═════ Given text ═════
7. Notably, the original NIT required new contractors to install machines within one month of receiving the Letter of Intent (LOI). However, JBVNL issued a corrigendum extending this transition period to three months, a move the Petitioner characterizes as unfair favouritism towards its successor.
8. As the Petitioner’s existing work orders entered an extension phase, JBVNL issued a letter on November 25, 2021, extending the term "till installation of ATP machines at respective locations by newly appointed agency or up to 28th February 2022, whichever is earlier". The Petitioner accepted this extension, interpreting the "whichever is earlier" clause as a definitive exit date of February 28, 2022.
9. However, the new vendor delayed the takeover process. On February 24, 2022, the Petitioner formally notified JBVNL through email that it would withdraw all machinery and manpower by noon on February 28, 2022, in accordance with the prior extension letter which mentions February 28 as a firm date for transition.
10. In a reactionary move, JBVNL issued a second extension letter on February 25, 2022 after it was informed by the Petitioner regarding withdrawal and only three days before the deadline— unilaterally extending the work until March 31, 2022. The Petitioner responded on February 28, 2022, informing the Respondent No. 02 that a last-minute extension was logistically impossible and that it would only consider a six-month extension if its current security deposits were released.
11. The JBVNL issued a show-cause notice on March 1, 2022, accusing the Petitioner of mala fide conduct and granting 24 hours to respond. The Petitioner complied with its response dated March 2, 2022 reminding the Respondent No. 02 that the contract was already over and that it had already cooperated with the JBVNL by providing service till February 28, 2022. It termed any further last hour extension as unfair and unacceptable as it had to remove 254 machines and all its manpower which requires both time and money.
═════ Data excerpts ═════
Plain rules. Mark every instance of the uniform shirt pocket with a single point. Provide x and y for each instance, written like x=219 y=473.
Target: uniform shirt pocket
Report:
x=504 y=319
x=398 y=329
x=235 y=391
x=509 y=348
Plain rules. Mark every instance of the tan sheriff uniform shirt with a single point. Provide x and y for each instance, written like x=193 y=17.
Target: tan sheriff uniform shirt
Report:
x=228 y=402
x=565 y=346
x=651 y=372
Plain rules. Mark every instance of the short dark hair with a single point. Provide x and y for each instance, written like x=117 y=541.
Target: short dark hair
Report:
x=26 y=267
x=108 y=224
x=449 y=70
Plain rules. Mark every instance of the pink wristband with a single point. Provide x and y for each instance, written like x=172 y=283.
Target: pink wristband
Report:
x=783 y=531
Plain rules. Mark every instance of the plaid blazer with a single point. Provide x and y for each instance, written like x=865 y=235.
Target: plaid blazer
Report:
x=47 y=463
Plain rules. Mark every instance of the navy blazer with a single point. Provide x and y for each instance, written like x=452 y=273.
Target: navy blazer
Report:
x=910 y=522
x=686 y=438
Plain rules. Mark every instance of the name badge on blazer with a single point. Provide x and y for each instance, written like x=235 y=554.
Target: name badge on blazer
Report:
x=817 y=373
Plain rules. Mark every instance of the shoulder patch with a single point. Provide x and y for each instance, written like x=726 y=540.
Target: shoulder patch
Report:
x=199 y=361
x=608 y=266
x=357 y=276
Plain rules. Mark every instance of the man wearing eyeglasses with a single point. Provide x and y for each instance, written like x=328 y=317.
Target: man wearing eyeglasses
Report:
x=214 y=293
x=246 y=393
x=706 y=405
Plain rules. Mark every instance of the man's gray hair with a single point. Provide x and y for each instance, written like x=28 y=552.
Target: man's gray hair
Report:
═════
> **What this task involves**:
In the text on the JBVNL contract dispute, until what date did JBVNL's second extension letter of February 25, 2022 extend the work? Rely only on the text, not the records.

> **Output for this exercise**:
March 31, 2022.